AIM | Please find every line in the listing below that contains the string "query" and copy each of those lines; case counts.
>> begin
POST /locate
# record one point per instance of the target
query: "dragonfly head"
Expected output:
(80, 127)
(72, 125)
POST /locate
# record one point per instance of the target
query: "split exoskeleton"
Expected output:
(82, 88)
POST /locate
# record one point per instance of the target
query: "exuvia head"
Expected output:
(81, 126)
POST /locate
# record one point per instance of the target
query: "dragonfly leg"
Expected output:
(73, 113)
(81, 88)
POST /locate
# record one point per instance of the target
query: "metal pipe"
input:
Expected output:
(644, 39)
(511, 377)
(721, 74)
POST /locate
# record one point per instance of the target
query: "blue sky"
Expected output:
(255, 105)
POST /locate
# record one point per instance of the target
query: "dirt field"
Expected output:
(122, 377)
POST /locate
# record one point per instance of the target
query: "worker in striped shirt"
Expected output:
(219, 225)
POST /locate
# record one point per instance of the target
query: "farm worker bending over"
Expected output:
>> end
TASK ANSWER |
query: "dragonfly head"
query: "split exoskeleton"
query: "exuvia head"
query: "dragonfly leg"
query: "metal pipe"
query: "blue sky"
query: "dirt field"
query: "worker in striped shirt"
query: "farm worker bending over"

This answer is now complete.